Série de tâches:
(a) Recopiez le passage sur le handicap et la déficience de « Quand on touche » à « choses très différentes. », en remplaçant « accessibilité » par « ergonomie ».
(b) Répondez à ces questions sur le passage consacré au handicap et à la déficience :
(i) Pour quelles deux raisons confond-on souvent les deux termes ?
(ii) Quelles sont les trois sortes de limitation de capacité citées ?
(iii) Quel exemple montre une déficience venant de l'environnement immédiat ?

Passage choisi:
—————
Quand on touche à l’accessibilité, et c’est la moindre des choses, on manipule souvent deux termes aussi connus que mal utilisés : handicap, et déficience. On les confond souvent, on les intervertit, on jongle avec. Souvent pour éviter des répétitions ; parfois parce qu’on ne se prend pas trop la tête avec les nuances. Ces termes décrivent pourtant deux choses très différentes.
Une déficience est une limitation de capacité, physique, mentale ou sensorielle, propre à une personne, de façon temporaire ou définitive. Elle peut être intrinsèque, ou résulter de son environnement immédiat (par exemple, un mauvais éclairage crée une situation de déficience visuelle). C’est une caractéristique absolue : on a une déficience ou pas, elle est la même quelque soit ce que l’on fait.
—————
Extrait de données:
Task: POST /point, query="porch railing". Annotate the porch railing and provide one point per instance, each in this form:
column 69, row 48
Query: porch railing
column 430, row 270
—————
Réponses par tâche:
(a)
Quand on touche à l’ergonomie, et c’est la moindre des choses, on manipule souvent deux termes aussi connus que mal utilisés : handicap, et déficience. On les confond souvent, on les intervertit, on jongle avec. Souvent pour éviter des répétitions ; parfois parce qu’on ne se prend pas trop la tête avec les nuances. Ces termes décrivent pourtant deux choses très différentes.

(b)
(i) Souvent pour éviter des répétitions, parfois parce qu'on ne se prend pas trop la tête avec les nuances.
(ii) Physique, mentale ou sensorielle.
(iii) Un mauvais éclairage, qui crée une situation de déficience visuelle.